→ Exercise task
Convert the records into a two-column CSV with the header row query_text,mask_answer, one row per record, placing each record's text and its answer in a single quoted field apiece and replacing line breaks with spaces. Omit the pictures.

→ Region annotation records
##############################
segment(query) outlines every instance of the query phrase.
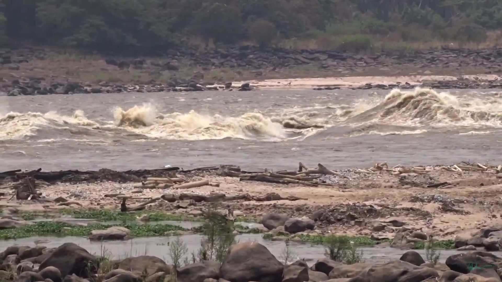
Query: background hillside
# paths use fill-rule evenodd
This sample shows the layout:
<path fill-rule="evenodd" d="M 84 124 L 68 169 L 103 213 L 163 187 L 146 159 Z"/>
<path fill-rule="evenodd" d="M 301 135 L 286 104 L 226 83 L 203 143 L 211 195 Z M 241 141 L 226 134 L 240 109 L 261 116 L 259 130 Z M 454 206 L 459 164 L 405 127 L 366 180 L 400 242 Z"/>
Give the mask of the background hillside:
<path fill-rule="evenodd" d="M 499 0 L 3 0 L 2 44 L 154 54 L 242 43 L 347 52 L 498 44 Z"/>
##############################
→ Result of the task
query_text,mask_answer
"segment(query) outlines every instance of the query phrase. Query: background hillside # paths use fill-rule evenodd This sample shows the layout: <path fill-rule=""evenodd"" d=""M 84 124 L 68 169 L 103 213 L 163 187 L 146 159 Z""/> <path fill-rule=""evenodd"" d=""M 301 135 L 286 104 L 226 83 L 203 143 L 211 195 Z M 241 141 L 226 134 L 240 109 L 261 116 L 259 130 Z M 454 206 L 459 164 L 405 127 L 366 180 L 400 242 Z""/> Give the mask of the background hillside:","<path fill-rule=""evenodd"" d=""M 499 0 L 3 0 L 2 44 L 154 54 L 242 43 L 347 52 L 498 44 Z""/>"